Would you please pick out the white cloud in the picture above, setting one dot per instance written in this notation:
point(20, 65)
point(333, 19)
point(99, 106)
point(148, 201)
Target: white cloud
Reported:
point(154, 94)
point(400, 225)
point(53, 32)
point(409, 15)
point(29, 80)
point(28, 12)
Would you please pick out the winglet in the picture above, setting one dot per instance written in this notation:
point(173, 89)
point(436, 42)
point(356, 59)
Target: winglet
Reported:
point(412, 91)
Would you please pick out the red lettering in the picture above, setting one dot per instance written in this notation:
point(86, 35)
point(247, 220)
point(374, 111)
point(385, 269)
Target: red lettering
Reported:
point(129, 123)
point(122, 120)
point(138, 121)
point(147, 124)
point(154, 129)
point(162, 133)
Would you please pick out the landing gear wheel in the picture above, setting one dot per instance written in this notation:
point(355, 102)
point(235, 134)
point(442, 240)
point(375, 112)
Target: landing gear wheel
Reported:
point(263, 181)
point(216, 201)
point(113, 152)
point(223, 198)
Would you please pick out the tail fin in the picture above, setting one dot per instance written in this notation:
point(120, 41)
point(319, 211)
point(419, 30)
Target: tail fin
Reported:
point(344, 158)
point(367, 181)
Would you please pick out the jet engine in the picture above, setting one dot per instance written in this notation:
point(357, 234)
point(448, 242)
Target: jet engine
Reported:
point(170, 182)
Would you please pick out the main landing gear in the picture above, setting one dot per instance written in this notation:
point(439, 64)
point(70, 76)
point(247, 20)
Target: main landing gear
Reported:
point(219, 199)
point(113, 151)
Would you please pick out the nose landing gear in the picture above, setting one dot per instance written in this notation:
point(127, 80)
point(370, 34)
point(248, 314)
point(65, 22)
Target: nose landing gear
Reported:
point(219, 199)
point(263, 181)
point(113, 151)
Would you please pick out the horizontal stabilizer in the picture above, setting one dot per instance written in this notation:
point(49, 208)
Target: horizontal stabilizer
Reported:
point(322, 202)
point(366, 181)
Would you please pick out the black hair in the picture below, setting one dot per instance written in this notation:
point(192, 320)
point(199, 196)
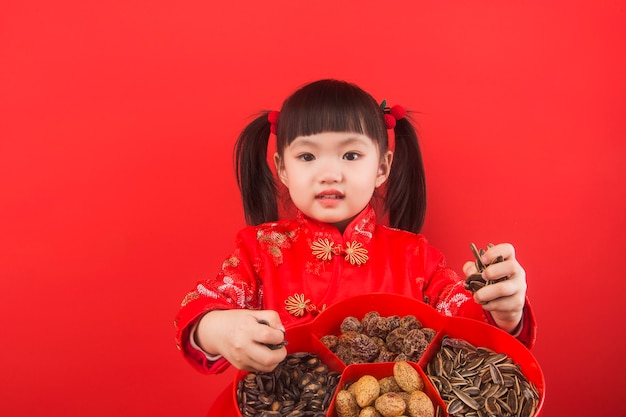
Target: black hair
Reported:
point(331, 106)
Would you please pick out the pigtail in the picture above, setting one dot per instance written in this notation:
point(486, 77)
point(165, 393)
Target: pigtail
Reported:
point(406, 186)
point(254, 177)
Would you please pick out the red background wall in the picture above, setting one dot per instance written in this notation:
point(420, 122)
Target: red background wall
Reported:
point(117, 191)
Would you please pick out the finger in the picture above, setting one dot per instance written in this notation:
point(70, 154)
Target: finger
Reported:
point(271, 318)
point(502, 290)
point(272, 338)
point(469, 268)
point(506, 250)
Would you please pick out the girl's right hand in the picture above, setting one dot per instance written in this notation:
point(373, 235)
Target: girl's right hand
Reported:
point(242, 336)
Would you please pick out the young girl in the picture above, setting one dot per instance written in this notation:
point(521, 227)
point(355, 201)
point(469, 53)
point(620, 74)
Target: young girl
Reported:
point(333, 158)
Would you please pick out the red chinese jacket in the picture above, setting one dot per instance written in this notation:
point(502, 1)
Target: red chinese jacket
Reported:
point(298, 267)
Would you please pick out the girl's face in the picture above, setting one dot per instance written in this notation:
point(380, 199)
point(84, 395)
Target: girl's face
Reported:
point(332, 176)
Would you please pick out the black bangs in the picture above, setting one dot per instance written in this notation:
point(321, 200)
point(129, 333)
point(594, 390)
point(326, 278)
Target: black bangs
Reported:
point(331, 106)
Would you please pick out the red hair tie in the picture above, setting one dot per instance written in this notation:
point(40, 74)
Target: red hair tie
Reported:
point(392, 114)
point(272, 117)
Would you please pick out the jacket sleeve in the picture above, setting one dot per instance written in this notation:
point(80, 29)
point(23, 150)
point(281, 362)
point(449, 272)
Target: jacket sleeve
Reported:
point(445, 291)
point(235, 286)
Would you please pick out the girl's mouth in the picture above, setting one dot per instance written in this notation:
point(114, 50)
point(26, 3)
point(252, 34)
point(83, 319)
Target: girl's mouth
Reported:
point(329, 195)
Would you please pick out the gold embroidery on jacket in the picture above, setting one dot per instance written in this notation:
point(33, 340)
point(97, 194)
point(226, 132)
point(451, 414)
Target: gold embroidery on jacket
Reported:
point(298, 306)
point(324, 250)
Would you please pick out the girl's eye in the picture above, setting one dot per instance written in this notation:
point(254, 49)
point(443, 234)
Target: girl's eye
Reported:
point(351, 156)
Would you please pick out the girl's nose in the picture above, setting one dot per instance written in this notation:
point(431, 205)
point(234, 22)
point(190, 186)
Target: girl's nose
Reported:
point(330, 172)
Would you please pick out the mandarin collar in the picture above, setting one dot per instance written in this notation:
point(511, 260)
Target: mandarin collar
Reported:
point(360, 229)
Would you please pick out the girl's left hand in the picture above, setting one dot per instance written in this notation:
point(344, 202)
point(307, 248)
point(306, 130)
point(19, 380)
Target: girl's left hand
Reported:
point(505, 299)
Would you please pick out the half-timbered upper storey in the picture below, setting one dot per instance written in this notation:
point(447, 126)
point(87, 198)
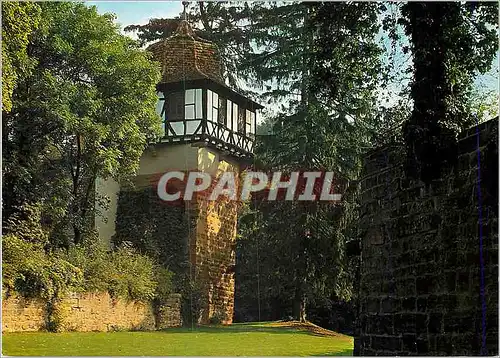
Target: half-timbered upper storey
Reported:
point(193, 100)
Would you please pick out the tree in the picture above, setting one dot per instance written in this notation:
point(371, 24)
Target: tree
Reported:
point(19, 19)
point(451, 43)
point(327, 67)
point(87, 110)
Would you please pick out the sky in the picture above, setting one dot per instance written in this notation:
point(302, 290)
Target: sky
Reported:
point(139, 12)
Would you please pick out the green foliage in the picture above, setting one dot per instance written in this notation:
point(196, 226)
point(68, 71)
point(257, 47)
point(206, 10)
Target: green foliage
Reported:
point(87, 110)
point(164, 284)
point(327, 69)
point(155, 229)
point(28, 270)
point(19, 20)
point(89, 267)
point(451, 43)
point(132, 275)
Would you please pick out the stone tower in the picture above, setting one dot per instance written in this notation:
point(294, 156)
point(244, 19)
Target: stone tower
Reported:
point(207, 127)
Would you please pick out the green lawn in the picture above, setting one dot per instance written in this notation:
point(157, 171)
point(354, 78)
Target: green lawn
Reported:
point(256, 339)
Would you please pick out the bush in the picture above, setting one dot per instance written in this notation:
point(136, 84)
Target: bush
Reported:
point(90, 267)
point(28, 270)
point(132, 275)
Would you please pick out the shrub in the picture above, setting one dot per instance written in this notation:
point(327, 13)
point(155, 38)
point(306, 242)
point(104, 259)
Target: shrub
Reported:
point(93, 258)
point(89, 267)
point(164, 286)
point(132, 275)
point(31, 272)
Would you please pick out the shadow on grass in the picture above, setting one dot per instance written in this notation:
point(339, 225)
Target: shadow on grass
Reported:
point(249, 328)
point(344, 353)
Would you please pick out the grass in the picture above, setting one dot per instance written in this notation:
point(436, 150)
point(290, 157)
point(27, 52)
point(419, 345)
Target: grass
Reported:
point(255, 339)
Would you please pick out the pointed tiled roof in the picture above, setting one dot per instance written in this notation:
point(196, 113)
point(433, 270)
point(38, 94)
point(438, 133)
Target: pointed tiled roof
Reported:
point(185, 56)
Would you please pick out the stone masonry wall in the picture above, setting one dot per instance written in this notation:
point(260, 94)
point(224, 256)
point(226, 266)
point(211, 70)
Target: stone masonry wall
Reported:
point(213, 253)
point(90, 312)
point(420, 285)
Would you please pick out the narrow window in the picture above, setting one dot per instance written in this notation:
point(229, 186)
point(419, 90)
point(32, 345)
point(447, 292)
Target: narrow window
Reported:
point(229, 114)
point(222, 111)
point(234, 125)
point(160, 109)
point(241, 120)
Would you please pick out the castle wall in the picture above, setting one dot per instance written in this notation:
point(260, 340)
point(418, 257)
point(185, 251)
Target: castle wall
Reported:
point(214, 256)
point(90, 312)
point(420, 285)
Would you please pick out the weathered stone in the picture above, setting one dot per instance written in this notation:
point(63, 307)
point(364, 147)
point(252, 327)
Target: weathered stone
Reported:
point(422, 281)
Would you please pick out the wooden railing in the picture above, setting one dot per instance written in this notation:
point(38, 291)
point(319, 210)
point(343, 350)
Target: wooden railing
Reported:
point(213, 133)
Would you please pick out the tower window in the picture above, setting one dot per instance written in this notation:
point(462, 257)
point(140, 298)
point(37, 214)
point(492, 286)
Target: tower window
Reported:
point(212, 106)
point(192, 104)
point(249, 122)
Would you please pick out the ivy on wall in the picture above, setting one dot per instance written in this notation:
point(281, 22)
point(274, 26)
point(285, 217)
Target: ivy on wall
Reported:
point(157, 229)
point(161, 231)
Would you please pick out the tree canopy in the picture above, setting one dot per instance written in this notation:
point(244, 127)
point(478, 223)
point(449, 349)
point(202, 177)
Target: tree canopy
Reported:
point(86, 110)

§ **ASSIGNMENT**: In the records, which lines use the word "black"? Report them.

§ **WRITTEN RESPONSE**:
Would you please pick out the black hair in the picture below, setting one dot per instance written in this notation:
Target: black hair
Would you please pick out the black bangs in the picture above, setting one dot per instance written in this notation:
Target: black bangs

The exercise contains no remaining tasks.